● SET OF TASKS
**1.** Reproduce the stretch of the beach volleyball article from "By Alexandra Ulmer" through "beach on Friday.".
**2.** In the beach volleyball article, how many people does the arena on Copacabana beach hold?
* BEGIN QUOTED PASSAGE *
Brazilian fans watch the the women's round of 16 beach volleyball matches from outside the stadium in Rio de Janeiro, Brazil August 11, 2016. REUTERS/Alexandra Ulmer

By Alexandra Ulmer

RIO DE JANEIRO (Reuters) - Families, pensioners and young couples in Brazilian shirts cheered on the country's female beach volleyball players competing on Rio's Copacabana beach on Friday.

The catch is, the crowd was not clapping from inside the imposing 12,000-person beach volleyball arena.

In fact, they were camped out on the beach - plopped on a big sand mound that allowed them to partially see into the arena, hear the music blare and referee whistle, and catch all the action on a big screen facing them.

They could not actually see the game, but the dozen or so Brazilians perched just meters from crashing Atlantic waves on Friday still soaked up the raucous arena's atmosphere.
* END QUOTED PASSAGE *
* BEGIN RECORD EXTRACTS *
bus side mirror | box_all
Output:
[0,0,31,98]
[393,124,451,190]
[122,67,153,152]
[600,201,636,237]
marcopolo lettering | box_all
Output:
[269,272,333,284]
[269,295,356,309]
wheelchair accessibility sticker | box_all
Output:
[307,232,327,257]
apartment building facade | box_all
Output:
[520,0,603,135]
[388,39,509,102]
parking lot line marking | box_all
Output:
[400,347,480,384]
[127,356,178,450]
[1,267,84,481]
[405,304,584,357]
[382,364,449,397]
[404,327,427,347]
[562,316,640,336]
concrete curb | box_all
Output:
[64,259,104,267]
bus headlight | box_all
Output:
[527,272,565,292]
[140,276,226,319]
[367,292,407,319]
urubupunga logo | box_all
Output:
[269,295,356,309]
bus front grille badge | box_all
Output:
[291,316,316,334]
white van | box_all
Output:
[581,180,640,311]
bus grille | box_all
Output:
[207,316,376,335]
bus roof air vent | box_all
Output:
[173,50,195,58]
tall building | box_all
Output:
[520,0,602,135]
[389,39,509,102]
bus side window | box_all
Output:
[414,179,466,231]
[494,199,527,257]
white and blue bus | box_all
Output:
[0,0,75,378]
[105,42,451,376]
* END RECORD EXTRACTS *
● TASK-BY-TASK RESULTS
**1.**
By Alexandra Ulmer

RIO DE JANEIRO (Reuters) - Families, pensioners and young couples in Brazilian shirts cheered on the country's female beach volleyball players competing on Rio's Copacabana beach on Friday.

**2.** The arena holds 12,000 people.